Print the part of the fusion-versus-fission text between "Fission reactors produce" and "simpler and safer.", inclusive, without changing a word.
[[ Text, beginning ]]
What are the expected advantages of fusion reactors over fission reactors?

Fusion energy comes from the process of combining two light atomic nuclei to form a heavier nucleus. This is the same type of reaction that powers the sun.
A key advantage of fusion energy is its potential to produce significantly more energy compared to traditional fission energy. Fusion reactions can theoretically release about four times more energy than fission reactions. Another important point is that fusion fuels (like isotopes of hydrogen, such as deuterium and tritium) are more abundant and can be extracted from sources such as water. This means that fusion energy can provide a more sustainable and long-lasting energy supply.
The process involves smashing hydrogen nuclei together at extremely high temperatures, causing them to merge and release energy. Because of the amount of energy released, fusion holds the promise of producing large amounts of electricity.

Fission energy is created when a heavy atomic nucleus splits into two lighter nuclei, releasing energy. This process is used in current nuclear reactors and atomic bombs.
Even though fission energy is potent, it has some drawbacks compared to fusion. The fuels used for fission, such as uranium or plutonium, are not as abundant as the fuels for fusion. Additionally, the fission process generates a significant amount of radioactive waste, which poses long-term environmental and health risks.
In a fission reactor, a neutron collides with the nucleus of a heavy atom, typically uranium-235 or plutonium-239, causing it to split into smaller parts. This reaction releases a substantial amount of energy in the form of heat, which is then used to produce electricity.

Radioactive waste is an important consideration when comparing fusion and fission reactors.
Fission reactors produce a significant amount of radioactive waste, including spent fuel and other materials that are contaminated with radionuclides. This waste remains hazardous for thousands of years, requiring secure storage and management to protect human health and the environment.
On the other hand, fusion reactors generate much less radioactive waste. The primary waste product of fusion is helium, which is non-toxic and non-radioactive. Although some radioactive waste is still produced, it has a much shorter half-life and is generally less hazardous than the waste from fission reactors. This makes the management and disposal of fusion waste simpler and safer.

Nuclear safety is a crucial factor when evaluating energy sources.
[[ Text, end ]]
[[ Provided data, beginning ]]
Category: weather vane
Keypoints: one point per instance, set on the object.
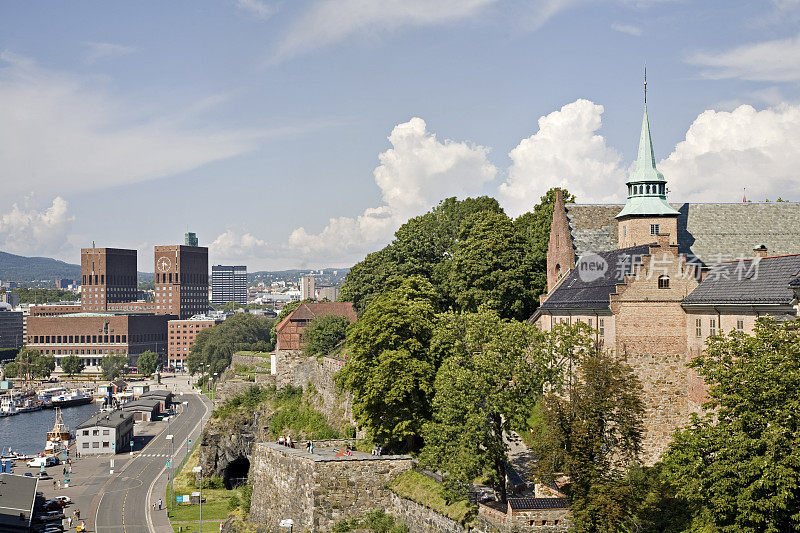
[[ Provided data, end ]]
- _Solution to the exercise_:
Fission reactors produce a significant amount of radioactive waste, including spent fuel and other materials that are contaminated with radionuclides. This waste remains hazardous for thousands of years, requiring secure storage and management to protect human health and the environment.
On the other hand, fusion reactors generate much less radioactive waste. The primary waste product of fusion is helium, which is non-toxic and non-radioactive. Although some radioactive waste is still produced, it has a much shorter half-life and is generally less hazardous than the waste from fission reactors. This makes the management and disposal of fusion waste simpler and safer.